### [Task to complete]
Copy word for word the lines of the items below, starting at the line containing "Reviewer note: verify that every instance of the concrete" and ending at the line containing "[[62, 827]]", with both of those lines included.

### [Data shown]
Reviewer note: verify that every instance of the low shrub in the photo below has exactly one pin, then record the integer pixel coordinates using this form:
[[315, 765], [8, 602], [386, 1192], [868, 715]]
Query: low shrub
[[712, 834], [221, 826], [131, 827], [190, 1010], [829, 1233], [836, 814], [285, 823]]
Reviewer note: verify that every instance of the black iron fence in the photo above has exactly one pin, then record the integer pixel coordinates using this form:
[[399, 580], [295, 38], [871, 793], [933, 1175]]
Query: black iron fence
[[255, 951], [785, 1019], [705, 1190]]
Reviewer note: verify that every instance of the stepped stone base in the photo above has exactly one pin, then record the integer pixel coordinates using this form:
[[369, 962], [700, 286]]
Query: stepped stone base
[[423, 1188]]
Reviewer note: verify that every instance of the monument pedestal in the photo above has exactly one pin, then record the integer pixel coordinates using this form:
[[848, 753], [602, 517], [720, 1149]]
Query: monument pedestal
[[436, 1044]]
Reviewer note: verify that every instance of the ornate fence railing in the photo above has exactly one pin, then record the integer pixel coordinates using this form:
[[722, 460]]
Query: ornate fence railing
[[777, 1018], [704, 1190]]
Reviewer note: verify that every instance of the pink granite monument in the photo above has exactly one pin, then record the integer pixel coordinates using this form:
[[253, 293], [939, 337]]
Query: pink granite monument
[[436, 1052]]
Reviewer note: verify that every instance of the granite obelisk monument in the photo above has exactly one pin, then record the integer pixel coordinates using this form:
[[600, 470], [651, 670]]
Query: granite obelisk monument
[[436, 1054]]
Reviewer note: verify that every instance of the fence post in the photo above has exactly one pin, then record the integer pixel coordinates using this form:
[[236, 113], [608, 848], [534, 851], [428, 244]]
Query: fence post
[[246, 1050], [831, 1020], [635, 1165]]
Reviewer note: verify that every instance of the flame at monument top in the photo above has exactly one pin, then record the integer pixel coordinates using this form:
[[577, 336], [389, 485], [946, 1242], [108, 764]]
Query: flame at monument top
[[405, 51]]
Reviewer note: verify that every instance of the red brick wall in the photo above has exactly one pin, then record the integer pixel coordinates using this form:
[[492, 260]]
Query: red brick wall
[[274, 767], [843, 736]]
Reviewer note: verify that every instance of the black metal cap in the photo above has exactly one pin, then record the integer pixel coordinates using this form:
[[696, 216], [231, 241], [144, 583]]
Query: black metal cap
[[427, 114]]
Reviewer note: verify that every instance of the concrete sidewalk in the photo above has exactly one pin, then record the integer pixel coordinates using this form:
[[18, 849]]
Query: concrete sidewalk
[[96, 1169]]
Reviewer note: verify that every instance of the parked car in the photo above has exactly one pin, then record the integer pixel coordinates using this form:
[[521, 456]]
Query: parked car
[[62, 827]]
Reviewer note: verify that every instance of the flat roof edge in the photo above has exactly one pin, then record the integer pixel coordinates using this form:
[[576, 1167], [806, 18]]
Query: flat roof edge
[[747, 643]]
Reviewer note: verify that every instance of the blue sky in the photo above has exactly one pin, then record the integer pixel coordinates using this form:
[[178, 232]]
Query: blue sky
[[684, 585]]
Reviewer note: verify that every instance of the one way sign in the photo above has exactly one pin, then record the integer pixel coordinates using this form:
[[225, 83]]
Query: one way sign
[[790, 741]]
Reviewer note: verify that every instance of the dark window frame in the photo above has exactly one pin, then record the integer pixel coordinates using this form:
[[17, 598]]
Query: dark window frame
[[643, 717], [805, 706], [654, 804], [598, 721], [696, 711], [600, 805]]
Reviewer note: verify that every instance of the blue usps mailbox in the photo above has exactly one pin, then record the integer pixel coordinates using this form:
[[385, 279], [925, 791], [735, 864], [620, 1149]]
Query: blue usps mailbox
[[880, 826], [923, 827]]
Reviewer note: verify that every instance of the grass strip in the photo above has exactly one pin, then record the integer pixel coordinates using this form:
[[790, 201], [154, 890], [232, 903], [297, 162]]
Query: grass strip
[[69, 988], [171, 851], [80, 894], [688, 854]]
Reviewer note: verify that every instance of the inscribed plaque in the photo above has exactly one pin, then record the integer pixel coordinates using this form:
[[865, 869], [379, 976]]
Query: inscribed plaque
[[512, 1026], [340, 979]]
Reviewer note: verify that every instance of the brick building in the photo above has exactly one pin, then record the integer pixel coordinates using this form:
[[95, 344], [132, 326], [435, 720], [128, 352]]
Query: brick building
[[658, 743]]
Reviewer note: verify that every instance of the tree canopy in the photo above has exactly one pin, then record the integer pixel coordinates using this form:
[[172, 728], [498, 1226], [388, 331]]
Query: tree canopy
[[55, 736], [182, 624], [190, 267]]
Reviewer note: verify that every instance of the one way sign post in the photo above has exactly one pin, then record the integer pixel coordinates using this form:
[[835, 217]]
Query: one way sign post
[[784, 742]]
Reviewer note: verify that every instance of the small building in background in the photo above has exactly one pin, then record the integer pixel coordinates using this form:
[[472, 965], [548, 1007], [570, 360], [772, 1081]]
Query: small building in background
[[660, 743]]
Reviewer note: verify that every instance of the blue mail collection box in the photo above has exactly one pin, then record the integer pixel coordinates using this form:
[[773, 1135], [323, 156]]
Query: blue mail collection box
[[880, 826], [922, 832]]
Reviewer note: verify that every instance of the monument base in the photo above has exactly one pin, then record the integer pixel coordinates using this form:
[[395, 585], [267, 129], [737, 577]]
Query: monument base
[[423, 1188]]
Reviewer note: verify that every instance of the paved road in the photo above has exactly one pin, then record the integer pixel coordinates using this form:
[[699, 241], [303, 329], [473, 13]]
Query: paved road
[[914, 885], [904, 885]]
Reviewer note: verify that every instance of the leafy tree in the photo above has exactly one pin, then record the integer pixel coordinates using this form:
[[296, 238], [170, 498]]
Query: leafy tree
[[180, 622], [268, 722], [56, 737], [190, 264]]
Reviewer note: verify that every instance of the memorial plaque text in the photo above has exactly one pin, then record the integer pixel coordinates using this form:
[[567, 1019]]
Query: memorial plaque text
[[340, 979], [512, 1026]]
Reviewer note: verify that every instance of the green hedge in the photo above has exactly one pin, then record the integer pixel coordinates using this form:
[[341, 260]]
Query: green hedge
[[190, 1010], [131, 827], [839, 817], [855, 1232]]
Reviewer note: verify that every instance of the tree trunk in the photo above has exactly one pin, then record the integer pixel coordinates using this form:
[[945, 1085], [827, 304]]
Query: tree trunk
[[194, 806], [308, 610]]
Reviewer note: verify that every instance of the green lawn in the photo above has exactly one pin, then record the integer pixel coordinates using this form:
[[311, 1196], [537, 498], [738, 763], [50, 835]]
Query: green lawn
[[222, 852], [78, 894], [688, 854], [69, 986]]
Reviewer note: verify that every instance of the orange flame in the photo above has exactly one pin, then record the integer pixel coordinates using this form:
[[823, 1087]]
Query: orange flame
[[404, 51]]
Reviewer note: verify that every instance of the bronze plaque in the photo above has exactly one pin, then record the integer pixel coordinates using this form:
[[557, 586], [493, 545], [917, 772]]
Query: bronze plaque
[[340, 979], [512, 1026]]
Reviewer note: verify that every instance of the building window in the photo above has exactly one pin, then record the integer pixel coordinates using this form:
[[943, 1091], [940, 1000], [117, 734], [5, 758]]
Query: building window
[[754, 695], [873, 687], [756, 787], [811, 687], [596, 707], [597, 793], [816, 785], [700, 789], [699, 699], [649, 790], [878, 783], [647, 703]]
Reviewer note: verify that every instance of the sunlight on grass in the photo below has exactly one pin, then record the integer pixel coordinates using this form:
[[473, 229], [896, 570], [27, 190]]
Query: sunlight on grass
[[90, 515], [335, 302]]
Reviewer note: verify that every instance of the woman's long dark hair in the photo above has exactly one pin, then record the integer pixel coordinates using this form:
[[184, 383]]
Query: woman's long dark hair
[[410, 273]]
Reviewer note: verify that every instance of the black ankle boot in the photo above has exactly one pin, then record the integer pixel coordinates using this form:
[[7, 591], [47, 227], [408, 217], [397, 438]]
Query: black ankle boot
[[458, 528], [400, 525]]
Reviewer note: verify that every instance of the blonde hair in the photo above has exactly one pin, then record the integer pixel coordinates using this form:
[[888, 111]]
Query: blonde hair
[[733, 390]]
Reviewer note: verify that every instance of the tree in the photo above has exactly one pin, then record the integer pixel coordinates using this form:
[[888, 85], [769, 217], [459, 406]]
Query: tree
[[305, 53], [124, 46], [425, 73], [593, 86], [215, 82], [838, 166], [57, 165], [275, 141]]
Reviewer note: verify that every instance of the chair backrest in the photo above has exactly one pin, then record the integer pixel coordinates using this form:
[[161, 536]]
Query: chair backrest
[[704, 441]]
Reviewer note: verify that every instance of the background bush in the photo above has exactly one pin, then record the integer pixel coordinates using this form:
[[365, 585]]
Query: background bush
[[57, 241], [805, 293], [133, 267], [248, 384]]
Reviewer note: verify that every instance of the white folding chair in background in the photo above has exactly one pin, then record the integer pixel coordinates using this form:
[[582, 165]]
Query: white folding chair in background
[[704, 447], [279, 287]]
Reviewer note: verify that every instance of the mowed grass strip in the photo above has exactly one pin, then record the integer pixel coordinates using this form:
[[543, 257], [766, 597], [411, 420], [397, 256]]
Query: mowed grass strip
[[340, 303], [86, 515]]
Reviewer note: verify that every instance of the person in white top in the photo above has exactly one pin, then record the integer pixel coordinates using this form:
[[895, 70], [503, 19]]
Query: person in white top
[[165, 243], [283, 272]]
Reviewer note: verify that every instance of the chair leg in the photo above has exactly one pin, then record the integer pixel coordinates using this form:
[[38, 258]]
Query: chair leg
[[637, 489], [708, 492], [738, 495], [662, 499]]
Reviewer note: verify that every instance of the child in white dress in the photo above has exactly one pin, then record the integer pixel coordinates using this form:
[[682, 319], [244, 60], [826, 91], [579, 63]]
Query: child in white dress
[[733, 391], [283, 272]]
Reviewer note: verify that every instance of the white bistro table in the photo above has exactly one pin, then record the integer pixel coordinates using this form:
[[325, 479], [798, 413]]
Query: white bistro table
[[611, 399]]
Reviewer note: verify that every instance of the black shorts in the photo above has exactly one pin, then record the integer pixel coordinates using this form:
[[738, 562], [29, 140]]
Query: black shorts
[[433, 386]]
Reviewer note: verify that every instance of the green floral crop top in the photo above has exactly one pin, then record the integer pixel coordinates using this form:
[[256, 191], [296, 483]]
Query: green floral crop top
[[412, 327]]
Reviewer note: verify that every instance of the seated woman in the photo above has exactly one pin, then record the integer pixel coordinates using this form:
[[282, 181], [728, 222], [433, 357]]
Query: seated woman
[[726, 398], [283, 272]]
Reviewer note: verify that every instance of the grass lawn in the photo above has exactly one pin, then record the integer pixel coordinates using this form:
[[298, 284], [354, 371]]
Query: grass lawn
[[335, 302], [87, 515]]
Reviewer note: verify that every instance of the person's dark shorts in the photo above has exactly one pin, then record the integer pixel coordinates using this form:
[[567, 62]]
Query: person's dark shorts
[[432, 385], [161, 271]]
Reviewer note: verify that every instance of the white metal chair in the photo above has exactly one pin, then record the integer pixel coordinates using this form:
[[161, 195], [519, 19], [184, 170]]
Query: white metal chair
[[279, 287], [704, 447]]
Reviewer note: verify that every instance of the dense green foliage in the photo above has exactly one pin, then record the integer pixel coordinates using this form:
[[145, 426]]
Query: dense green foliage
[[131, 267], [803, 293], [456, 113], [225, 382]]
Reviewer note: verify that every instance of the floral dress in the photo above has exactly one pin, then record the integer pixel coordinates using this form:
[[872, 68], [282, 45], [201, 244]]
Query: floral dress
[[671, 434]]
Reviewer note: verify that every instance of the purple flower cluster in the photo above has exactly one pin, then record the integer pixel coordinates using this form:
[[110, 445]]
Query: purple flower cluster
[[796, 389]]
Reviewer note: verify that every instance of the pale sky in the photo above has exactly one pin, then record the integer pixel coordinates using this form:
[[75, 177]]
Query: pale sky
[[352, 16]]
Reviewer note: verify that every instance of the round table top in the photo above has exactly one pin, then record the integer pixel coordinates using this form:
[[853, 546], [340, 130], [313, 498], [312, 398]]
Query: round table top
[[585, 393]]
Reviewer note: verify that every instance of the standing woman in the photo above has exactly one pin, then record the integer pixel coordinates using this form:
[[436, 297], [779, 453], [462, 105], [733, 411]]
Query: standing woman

### [Correct result]
Reviewer note: verify that every instance of the concrete sidewalk in the photo above has exactly one pin, then record the integer pixel coordinates using this form:
[[18, 849]]
Query: concrete sidewalk
[[96, 1169]]
Reviewer note: verify that every instance of the parked car in the photo above has exactly one pin, then record the integer pixel coordinates using this form:
[[521, 456]]
Query: parked car
[[62, 827]]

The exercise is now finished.